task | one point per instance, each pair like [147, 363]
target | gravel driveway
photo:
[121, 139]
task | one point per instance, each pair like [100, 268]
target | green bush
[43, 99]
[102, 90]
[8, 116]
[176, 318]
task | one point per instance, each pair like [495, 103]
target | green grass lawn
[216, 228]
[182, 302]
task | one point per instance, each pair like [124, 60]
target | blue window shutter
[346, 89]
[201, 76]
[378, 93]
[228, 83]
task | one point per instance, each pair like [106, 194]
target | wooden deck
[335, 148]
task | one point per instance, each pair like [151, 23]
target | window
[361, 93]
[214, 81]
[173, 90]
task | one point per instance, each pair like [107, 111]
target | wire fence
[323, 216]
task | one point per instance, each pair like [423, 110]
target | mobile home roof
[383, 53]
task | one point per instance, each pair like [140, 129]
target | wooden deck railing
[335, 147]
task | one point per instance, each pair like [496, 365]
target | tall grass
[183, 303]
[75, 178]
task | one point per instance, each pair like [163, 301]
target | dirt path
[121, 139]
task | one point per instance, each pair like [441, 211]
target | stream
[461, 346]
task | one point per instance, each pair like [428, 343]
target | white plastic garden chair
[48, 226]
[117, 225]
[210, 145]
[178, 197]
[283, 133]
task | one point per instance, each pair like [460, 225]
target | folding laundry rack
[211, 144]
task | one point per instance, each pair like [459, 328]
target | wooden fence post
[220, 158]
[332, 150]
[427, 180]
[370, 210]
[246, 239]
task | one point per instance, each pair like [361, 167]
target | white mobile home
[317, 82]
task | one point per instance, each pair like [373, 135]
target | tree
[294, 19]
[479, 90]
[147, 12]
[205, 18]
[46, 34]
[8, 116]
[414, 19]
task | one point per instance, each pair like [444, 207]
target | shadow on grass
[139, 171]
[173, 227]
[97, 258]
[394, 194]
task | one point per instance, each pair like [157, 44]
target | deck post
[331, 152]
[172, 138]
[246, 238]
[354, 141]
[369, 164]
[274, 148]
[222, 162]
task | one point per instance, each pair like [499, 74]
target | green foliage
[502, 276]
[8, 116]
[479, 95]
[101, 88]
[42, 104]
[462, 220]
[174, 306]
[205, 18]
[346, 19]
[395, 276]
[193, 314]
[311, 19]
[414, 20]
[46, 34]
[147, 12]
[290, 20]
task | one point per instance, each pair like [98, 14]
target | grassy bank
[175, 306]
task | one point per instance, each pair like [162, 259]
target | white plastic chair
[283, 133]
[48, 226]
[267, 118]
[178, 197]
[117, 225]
┄┄┄┄┄┄┄┄┄┄┄┄┄┄┄┄┄┄┄┄
__OBJECTIVE__:
Can you reproduce every one of the lines above verbatim, from first to last, without changing anything?

__EXERCISE SOLUTION__:
task | one point per instance, each pair like [147, 363]
target | gravel driveway
photo:
[121, 139]
task | one point per instance, each pair like [100, 268]
target | green bush
[43, 99]
[102, 90]
[8, 116]
[176, 318]
task | one point per instance, each pair like [495, 103]
target | green grass lawn
[216, 228]
[182, 302]
task | one point per instance, each pair like [124, 60]
target | blue window shutter
[346, 89]
[201, 76]
[378, 93]
[228, 83]
task | one point per instance, each pair like [106, 194]
target | wooden deck
[335, 148]
task | one point per instance, each pair like [151, 23]
target | window
[361, 93]
[214, 81]
[173, 90]
task | one point per instance, each pair like [107, 111]
target | wire fence
[323, 216]
task | one point per instance, each pair like [423, 110]
target | mobile home roof
[383, 53]
task | one point per instance, each pair like [140, 129]
target | wooden deck railing
[335, 147]
task | one point per instance, each pair like [496, 365]
target | tall grass
[183, 303]
[75, 178]
task | one point per instance, each pair like [163, 301]
target | dirt path
[121, 139]
task | one point per instance, each pair like [441, 211]
target | stream
[461, 346]
task | one point per instance, each pair like [428, 343]
target | white plastic garden chair
[48, 226]
[117, 225]
[210, 145]
[178, 197]
[283, 133]
task | one point per instance, each pair like [460, 225]
target | folding laundry rack
[211, 144]
task | one point per instance, each pair like [459, 328]
target | wooden fence post
[220, 158]
[332, 150]
[427, 180]
[370, 210]
[246, 239]
task | one point per instance, each pair like [361, 167]
target | white mobile home
[317, 82]
task | one point per instance, each pair like [373, 135]
target | tree
[294, 19]
[479, 90]
[147, 12]
[205, 18]
[46, 34]
[8, 116]
[414, 19]
task | one point per instance, each pair like [444, 207]
target | shadow on grass
[139, 171]
[173, 227]
[97, 258]
[394, 194]
task | one point per instance, each pair like [157, 44]
target | deck post
[331, 152]
[172, 138]
[246, 238]
[354, 141]
[369, 164]
[274, 148]
[222, 162]
task | one point per instance, each pair like [499, 74]
target | green foliage
[502, 276]
[8, 116]
[479, 95]
[101, 88]
[42, 104]
[462, 220]
[174, 306]
[205, 18]
[346, 19]
[395, 276]
[193, 314]
[311, 19]
[414, 20]
[46, 34]
[147, 12]
[290, 20]
task | one point per instance, each pair like [98, 14]
target | grassy bank
[175, 306]
task | one point per instance, each pair like [162, 259]
target | white plastic chair
[283, 133]
[48, 226]
[267, 118]
[178, 197]
[117, 225]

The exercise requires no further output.